Texte de la page:

Au-delà du cas spécifique, ce raisonnement est intéressant puisqu’il est illustratif d’une contrainte générale qui amène les adeptes de la rationalité républicaine, qu’ils soient politiques ou universitaires, à prendre en compte davantage le facteur ethnique dans leur raisonnement. Si leur but est, bien sûr, d’oeuvrer pour une société où les valeurs républicaines peuvent être réalisées et où l’appartenance ethnique du citoyen peut être transcendée, les effets de leur nouveau discours sont fortement ambigus : il légitime indirectement une nouvelle conception de la population française, à savoir en termes de « communautés », et contribue ainsi à permettre l’élaboration d’une politique qui elle aussi, se base, ouvertement ou non, sur ce découpage de la population, nonobstant le fait qu’elle partage le but d’une dissolution des communautés à travers le brassage des populations.

C’est ainsi au cours des années 1980 qu’un système de « discrimination positive territoriale » de grande envergure est mis en place (Calvès, 2004). Cette politique fait partie notamment de ce qu’on va finalement, dès 1990, nommer « politique de la ville », politique qui émerge lentement après 1981 et qui est dans une large mesure une réaction à la « crise des banlieues », préfigurée par les émeutes dans la banlieue lyonnaise à l’été 1981 (Jobert et Damamme, 1995). Au même moment, la politique d’éducation nationale s’embarque sur la même voie à travers la création d’un système complexe de zones d’éducation prioriatires dans lesquelles les conditions de fonctionnement des écoles sont régies différemment. Ajoutons, finalement, que la politique française, dès la fin des années 1990, fait de la lutte contre la discrimination, notamment celle contre les « jeunes issus de l’immigration » un objectif prioritaire — ce qui reflète aussi l’échec perçu de l’intégration républicaine (Fassin, 2002).

Extrait de données:
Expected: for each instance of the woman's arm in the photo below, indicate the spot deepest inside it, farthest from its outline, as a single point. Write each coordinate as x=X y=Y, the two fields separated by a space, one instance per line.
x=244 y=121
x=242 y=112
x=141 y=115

Vos tâches:
1. Indiquez si chacune des affirmations suivantes concorde avec le texte sur la politique de la ville, en répondant par oui ou par non et en citant les mots du texte qui tranchent. (a) L'appellation de cette politique est adoptée dès 1990. (b) Les émeutes de la banlieue lyonnaise ont eu lieu à l'été 1985. (c) La lutte contre la discrimination devient un objectif prioritaire dès le début des années 1980.
2. Rédigez la suite du texte sur la politique de la ville et l'intégration républicaine, à partir de sa dernière phrase.

Réponses:
1.
(a) Oui : « qu’on va finalement, dès 1990, nommer ».
(b) Non : « préfigurée par les émeutes dans la banlieue lyonnaise à l’été 1981 ».
(c) Non : « la politique française, dès la fin des années 1990, fait de la lutte contre la discrimination ».

2.
Évidemment, ces politiques sont discriminatoires, c’est-à-dire reconnaissent une différence et y réagissent par un traitment différentiel, mais ne le sont pas ouvertement. Dans le débat public et scientifique, pourtant, il y a dès la deuxième moitié des années 1980 une nouvelle tendance à questionner ouvertement les « problèmes » d’intégration du point de vue ethnique ou religieux. La thèse d’une intégration qui est particulièrement difficile pour les populations d’origine islamique ou arabo-islamique se renforce et se spécifie ainsi tout au long des décennies suivantes ; si, en 1989, c’est une « crise » générale de l’intégration qui passionne la France, bientôt, des problèmes plus particuliers seront discutés en même temps que l’expertise, scientifique ou autre, sur les populations d’origine islamique s’accroît. Le rapport de ces populations à la religion et aux systèmes politique et juridique français, les problèmes de sécurité et de délinquance dans les banlieues, l’essor d’un antisémitisme et d’un machisme arabo-musulmans et, à l’inverse, la discrimination envers ces groupes, sont quelques-uns des grands thèmes débattus. Aussi, depuis le début des années 1990, la menace concrète d’attentats terroristes sur le territoire français en fait également partie. Indépendamment des visées des participants à ces débats, ils ont dans l’ensemble fortement contribué à délimiter un profil socioéconomique des populations dites musulmanes. C’est un profil qui demeure sans doute imprécis à plusieurs égards, mais qui ne peut que difficilement être ignoré, que ce soit par les politiciens ou d’autres acteurs publics[28]. En effet, dans le domaine politique, plusieurs institutions sont créées, dès 1989, et chargées de l’examen de divers aspects des populations issues de l’immigration et particulièrement des populations dites « musulmanes ». La création du Haut Conseil à l’intégration (HCI) en 1989 et la consécration législative de la Commission nationale consultative des droits de l’Homme (CNCDH) en 1990 en sont deux exemples significatifs.

L’islam pratiqué par les « jeunes musulmans »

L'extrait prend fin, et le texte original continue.